(Kaynak metin):
------------------------
Tehlikeli madde içeren, çok sayıda insanın sağlığını tehdit eden, doğal çevrenin kalıcı olarak veya uzun dönemli kirlenmesine neden olan ve yüksek derecede maddi hasar veren, geniş çaplı acil durum müdahalesi gerektiren yangın, patlama, toksik yayılım olayları “Büyük Endüstriyel Kaza’’ olarak adlandırılmaktadır.”
1976 yılında İtalya’nın Seveso kasabasında gerçekleşen bir kaza sonrasında ölümlü çevre felaketi yaşanmış endüstriyel kazaların oluşmasının engellenmesi ve gerekli önlemlerin alınması için eski adıyla Avrupa Topluluğu Konseyi bir dizi çalışma başlatmış ve 1982 yılında Seveso Yönergesi yayımlanmıştır.
------------------------
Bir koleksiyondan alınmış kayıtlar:
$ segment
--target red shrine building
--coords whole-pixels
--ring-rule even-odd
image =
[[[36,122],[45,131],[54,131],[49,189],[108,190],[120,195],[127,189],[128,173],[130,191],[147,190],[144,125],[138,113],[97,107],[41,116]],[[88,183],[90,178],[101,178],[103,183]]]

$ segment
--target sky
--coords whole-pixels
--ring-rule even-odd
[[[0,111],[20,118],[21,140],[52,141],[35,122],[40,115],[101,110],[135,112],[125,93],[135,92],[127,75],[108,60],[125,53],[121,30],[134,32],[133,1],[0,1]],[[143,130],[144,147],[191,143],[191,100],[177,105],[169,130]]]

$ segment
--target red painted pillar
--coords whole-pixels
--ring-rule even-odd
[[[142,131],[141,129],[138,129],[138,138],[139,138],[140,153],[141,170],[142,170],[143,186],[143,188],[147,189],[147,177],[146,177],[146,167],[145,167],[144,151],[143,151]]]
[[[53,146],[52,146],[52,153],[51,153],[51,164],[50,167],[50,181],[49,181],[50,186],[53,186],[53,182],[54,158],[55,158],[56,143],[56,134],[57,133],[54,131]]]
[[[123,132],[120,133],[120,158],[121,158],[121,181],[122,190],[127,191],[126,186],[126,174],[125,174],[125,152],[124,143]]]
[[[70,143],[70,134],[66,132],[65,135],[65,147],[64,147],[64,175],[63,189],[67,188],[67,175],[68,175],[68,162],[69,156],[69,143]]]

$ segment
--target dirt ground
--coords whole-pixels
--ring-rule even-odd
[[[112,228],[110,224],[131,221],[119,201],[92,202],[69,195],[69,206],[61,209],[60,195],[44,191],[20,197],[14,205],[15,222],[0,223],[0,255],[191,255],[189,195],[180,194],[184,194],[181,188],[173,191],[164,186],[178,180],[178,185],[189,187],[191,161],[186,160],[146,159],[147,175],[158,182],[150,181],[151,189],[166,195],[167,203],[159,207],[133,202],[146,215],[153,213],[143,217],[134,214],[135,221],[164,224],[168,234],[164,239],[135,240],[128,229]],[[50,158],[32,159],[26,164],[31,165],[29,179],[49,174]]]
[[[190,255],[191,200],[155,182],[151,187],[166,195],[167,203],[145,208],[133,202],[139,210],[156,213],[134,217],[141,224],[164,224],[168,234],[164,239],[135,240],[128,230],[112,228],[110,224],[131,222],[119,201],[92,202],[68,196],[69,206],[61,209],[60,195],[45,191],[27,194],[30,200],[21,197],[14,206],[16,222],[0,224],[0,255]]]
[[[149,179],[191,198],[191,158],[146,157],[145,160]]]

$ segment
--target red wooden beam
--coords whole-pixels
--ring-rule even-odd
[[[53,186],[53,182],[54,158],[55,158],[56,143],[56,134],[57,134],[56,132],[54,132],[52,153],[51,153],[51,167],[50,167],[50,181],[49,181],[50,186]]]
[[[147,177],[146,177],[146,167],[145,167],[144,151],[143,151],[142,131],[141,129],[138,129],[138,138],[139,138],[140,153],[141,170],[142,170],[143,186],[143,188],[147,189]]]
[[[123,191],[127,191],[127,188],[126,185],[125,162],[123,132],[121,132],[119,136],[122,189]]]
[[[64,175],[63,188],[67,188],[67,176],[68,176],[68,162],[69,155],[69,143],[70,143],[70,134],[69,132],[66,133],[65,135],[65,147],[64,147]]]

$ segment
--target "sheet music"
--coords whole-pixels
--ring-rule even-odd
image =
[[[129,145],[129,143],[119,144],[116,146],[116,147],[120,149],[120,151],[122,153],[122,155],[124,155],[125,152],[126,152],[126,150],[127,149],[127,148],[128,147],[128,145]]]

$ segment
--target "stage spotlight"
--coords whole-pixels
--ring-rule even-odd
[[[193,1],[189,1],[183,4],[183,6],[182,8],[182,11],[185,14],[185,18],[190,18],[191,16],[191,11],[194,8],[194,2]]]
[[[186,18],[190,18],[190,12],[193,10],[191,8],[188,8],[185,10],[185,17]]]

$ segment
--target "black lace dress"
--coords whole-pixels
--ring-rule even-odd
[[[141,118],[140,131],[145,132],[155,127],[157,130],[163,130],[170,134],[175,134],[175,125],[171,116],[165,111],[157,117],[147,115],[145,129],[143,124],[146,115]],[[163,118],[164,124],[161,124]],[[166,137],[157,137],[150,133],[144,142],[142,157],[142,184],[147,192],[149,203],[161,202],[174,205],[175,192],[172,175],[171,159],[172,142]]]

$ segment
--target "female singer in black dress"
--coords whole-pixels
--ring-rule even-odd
------------------------
(İstenen görev): Kaynak metinde "1976 yılında İtalya’nın" sözcüklerinin bulunduğu yerden başlayıp "Seveso Yönergesi yayımlanmıştır." sözcüklerinden sonra biten kısmı hiç değiştirmeden yazın.

(Yazılı çözüm):
1976 yılında İtalya’nın Seveso kasabasında gerçekleşen bir kaza sonrasında ölümlü çevre felaketi yaşanmış endüstriyel kazaların oluşmasının engellenmesi ve gerekli önlemlerin alınması için eski adıyla Avrupa Topluluğu Konseyi bir dizi çalışma başlatmış ve 1982 yılında Seveso Yönergesi yayımlanmıştır.